● Description of the task:
State how many lines in the records below contain the word "instance". Reply with the number only.

● Task data:
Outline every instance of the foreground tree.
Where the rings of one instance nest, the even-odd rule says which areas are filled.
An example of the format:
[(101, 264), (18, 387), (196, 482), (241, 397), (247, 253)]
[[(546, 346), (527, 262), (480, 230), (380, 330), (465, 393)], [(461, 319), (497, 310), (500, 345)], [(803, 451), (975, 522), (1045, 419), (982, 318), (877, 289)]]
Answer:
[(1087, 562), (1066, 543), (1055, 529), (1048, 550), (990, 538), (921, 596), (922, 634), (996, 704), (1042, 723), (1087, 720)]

● Result:
2